* _About this task_: In the records below, find the line with "Place a point on the standing" and the line with "<point>793,464</point>". Print both exactly, along with every line between them, and no other line.
=-=-=
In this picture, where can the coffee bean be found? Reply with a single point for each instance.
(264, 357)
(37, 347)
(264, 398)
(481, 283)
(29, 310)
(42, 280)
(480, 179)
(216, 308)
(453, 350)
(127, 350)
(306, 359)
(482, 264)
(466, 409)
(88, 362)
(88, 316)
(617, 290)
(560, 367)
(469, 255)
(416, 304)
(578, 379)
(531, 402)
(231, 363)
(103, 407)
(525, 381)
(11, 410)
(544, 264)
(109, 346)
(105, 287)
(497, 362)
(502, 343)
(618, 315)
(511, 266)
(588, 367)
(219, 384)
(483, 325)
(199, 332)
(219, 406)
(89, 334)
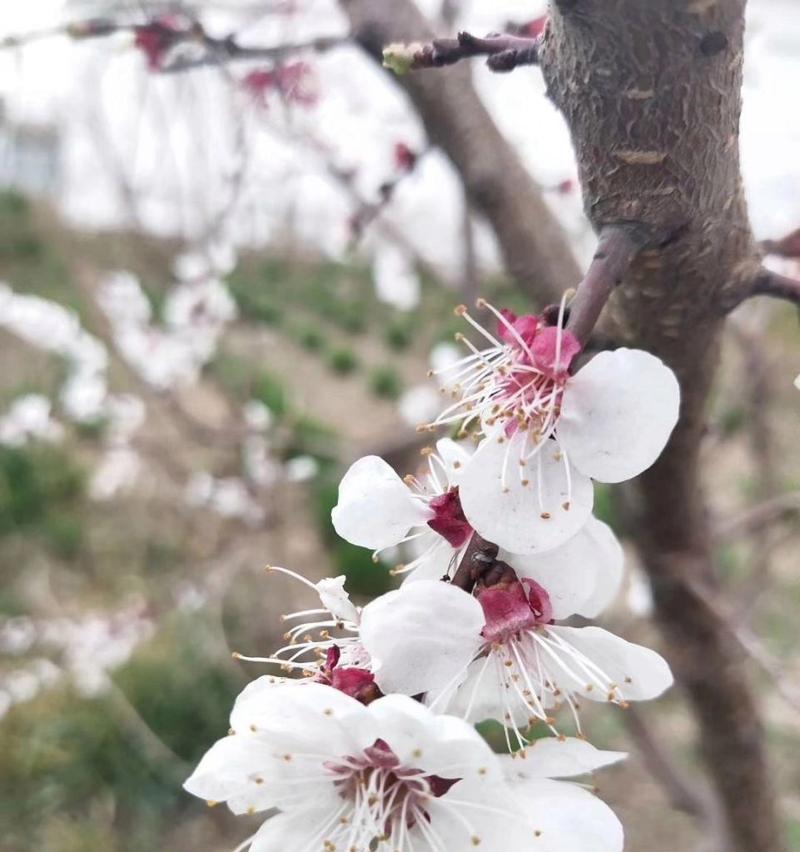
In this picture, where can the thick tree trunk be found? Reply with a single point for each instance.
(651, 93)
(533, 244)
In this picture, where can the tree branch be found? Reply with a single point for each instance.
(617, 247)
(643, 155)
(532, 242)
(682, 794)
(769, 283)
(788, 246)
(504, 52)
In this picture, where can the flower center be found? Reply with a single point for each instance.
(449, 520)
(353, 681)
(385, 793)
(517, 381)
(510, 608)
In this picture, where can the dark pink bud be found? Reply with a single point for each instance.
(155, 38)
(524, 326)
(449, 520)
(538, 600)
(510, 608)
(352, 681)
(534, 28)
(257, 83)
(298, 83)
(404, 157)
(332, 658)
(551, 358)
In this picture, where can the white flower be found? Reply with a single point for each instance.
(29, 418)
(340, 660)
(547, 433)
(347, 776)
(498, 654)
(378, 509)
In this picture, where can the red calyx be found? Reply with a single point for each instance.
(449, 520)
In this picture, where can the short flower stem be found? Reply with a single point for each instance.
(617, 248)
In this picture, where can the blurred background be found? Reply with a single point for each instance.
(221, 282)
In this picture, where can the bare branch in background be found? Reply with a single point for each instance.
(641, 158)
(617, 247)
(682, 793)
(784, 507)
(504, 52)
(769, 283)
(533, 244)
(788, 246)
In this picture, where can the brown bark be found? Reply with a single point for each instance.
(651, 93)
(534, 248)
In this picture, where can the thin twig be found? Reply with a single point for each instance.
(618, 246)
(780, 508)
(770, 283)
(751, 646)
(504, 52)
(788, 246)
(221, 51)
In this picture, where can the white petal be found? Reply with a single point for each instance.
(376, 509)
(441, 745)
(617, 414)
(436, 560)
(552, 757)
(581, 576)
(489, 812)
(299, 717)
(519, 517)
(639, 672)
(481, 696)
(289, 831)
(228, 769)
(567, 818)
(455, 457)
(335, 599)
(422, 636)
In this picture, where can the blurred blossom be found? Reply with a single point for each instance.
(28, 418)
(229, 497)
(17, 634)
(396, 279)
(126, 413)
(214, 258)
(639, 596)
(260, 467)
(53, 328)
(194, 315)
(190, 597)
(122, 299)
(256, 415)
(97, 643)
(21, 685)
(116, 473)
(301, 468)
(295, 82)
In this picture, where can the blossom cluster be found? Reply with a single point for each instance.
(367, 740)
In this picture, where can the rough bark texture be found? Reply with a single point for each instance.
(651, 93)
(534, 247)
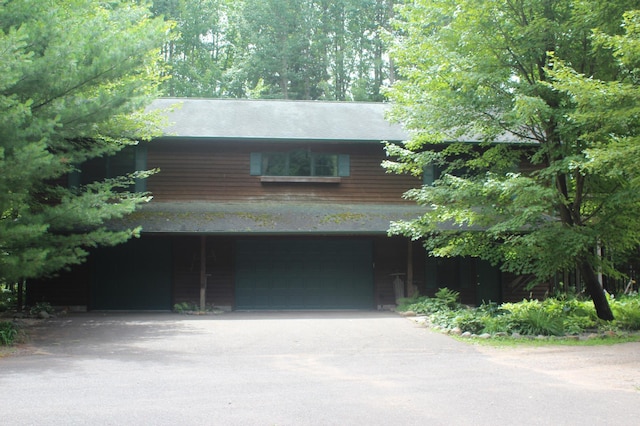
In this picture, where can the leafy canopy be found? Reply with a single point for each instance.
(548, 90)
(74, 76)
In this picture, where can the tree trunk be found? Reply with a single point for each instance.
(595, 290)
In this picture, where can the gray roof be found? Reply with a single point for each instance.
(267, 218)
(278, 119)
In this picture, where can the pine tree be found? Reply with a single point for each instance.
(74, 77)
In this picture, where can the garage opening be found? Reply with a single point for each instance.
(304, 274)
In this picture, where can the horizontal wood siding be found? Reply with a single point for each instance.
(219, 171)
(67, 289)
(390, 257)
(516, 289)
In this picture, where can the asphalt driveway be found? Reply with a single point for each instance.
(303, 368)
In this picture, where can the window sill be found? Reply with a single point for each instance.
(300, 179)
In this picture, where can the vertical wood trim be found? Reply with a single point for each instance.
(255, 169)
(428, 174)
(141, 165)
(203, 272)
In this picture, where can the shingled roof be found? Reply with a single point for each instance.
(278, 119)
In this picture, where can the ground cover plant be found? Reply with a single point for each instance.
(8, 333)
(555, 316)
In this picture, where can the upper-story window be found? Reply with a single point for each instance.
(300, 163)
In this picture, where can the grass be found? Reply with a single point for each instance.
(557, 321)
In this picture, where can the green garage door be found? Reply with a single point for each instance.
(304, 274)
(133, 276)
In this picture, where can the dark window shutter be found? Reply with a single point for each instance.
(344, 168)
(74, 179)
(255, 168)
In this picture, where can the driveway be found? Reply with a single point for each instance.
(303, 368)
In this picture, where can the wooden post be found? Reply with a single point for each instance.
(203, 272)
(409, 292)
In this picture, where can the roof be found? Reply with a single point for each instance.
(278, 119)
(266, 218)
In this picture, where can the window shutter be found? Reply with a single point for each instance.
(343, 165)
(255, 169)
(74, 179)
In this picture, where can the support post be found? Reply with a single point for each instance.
=-=-=
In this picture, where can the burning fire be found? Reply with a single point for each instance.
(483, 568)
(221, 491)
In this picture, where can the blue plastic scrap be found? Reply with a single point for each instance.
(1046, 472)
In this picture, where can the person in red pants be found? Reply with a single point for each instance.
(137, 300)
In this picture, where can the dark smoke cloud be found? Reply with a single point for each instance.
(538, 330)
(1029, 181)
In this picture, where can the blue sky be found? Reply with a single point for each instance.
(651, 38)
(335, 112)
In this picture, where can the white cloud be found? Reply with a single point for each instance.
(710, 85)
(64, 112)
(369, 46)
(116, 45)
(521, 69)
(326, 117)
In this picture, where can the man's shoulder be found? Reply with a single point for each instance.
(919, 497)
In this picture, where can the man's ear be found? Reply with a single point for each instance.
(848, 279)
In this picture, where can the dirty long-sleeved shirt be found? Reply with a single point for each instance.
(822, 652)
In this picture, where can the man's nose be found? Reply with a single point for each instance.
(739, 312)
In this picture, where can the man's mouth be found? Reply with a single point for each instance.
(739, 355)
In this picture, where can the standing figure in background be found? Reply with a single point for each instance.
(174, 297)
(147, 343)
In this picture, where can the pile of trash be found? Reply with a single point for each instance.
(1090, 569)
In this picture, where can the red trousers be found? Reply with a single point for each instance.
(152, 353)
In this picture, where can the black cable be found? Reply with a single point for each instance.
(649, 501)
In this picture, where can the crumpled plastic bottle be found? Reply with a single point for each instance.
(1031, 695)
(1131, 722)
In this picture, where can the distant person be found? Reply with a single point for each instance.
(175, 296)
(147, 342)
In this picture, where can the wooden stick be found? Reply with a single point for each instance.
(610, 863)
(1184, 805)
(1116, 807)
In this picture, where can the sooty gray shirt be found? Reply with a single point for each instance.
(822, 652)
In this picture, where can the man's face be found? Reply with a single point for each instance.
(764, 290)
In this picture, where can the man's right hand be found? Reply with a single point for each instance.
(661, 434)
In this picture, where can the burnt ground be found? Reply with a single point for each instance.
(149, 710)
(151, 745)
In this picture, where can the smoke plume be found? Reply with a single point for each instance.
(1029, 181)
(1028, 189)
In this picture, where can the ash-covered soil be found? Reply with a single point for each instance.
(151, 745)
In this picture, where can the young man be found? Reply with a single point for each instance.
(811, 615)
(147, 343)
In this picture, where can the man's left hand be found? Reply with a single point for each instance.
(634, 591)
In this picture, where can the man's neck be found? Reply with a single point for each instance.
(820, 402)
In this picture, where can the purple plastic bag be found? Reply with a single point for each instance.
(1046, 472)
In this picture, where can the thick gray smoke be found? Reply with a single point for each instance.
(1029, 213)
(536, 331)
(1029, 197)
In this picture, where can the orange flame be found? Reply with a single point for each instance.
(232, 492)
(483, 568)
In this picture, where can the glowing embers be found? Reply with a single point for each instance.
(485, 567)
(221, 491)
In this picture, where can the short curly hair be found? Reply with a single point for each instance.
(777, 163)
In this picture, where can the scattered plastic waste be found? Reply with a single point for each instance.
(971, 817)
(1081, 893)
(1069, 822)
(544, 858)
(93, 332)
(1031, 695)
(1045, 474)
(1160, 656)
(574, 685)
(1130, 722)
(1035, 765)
=-=-=
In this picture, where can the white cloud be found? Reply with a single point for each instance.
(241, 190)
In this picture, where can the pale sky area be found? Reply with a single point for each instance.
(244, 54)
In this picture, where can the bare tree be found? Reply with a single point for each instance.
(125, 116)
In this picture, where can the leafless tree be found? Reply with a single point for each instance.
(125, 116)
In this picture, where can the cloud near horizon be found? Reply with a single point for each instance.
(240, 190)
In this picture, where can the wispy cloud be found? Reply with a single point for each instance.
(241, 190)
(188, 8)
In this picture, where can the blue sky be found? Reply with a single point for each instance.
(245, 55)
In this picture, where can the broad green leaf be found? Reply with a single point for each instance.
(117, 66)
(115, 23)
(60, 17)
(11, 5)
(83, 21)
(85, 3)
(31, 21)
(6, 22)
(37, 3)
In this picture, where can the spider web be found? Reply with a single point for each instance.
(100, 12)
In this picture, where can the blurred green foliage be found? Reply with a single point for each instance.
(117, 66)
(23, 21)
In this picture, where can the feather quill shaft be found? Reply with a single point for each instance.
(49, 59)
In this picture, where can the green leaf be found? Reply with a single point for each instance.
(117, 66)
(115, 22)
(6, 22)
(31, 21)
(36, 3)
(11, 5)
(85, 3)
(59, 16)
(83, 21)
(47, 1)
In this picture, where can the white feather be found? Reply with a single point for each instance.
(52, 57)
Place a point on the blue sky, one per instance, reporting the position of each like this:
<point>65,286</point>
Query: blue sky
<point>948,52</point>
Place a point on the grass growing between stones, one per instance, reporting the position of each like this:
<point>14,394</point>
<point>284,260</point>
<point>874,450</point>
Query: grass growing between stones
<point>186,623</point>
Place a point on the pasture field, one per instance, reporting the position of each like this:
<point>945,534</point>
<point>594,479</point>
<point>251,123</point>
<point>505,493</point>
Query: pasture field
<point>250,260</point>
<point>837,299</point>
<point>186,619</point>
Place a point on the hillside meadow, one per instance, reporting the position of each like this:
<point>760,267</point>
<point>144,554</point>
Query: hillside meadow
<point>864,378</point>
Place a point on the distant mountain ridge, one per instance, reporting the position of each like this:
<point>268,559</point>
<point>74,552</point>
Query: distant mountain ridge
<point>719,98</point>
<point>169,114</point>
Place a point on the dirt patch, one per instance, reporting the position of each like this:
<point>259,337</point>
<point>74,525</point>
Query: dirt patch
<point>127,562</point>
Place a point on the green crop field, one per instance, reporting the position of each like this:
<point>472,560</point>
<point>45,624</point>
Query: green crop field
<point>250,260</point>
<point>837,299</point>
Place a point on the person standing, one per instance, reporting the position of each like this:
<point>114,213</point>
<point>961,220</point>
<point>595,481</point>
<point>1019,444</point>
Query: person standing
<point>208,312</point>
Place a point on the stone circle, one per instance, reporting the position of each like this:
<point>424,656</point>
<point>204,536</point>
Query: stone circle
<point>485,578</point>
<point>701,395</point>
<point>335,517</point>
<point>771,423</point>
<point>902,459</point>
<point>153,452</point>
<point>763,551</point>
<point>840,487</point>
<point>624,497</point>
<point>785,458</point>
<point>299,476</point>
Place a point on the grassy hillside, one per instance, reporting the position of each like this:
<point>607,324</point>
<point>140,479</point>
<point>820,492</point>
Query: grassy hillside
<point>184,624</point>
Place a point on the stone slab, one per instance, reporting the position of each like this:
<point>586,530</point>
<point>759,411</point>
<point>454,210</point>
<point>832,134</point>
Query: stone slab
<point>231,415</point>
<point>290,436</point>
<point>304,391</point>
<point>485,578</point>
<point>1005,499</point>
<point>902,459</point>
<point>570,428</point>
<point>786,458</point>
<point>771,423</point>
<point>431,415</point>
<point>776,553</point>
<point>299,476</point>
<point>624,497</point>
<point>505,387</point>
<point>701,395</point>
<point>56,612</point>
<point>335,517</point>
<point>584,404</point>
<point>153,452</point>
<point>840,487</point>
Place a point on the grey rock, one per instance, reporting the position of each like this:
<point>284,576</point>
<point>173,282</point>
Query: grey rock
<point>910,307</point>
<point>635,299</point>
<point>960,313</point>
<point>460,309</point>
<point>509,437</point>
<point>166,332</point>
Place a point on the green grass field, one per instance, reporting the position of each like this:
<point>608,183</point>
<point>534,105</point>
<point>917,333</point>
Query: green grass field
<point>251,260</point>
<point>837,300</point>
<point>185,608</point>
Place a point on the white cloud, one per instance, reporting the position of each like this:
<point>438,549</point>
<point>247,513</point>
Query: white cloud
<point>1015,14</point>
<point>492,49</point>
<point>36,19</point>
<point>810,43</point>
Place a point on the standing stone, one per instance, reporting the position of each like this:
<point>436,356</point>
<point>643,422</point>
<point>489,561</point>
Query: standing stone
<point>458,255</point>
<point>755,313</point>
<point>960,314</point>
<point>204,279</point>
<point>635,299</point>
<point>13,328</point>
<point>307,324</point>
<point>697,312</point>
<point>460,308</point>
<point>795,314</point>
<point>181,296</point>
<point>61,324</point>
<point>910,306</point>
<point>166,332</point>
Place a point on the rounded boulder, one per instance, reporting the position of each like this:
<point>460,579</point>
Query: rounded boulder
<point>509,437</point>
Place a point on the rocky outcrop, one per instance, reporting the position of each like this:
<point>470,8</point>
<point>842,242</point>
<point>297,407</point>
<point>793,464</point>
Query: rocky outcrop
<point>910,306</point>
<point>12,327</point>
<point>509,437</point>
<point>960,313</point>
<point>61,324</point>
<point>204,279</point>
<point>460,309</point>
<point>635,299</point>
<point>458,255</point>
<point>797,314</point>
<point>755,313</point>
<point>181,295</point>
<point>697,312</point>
=-=-=
* _Final answer_:
Place a point on the standing stone, one per instance, reporting the position of each like this:
<point>436,356</point>
<point>643,422</point>
<point>489,561</point>
Query: standing stone
<point>458,255</point>
<point>755,313</point>
<point>960,314</point>
<point>204,279</point>
<point>635,299</point>
<point>13,328</point>
<point>307,324</point>
<point>697,312</point>
<point>460,308</point>
<point>795,314</point>
<point>181,296</point>
<point>61,324</point>
<point>910,306</point>
<point>166,332</point>
Place a point on the rounded boulder, one per instance, reporting the position of each like this:
<point>460,579</point>
Query: rounded boulder
<point>509,437</point>
Place a point on the rocky outcrop, one per instance, reporting the position of each like this:
<point>470,8</point>
<point>842,242</point>
<point>297,407</point>
<point>793,464</point>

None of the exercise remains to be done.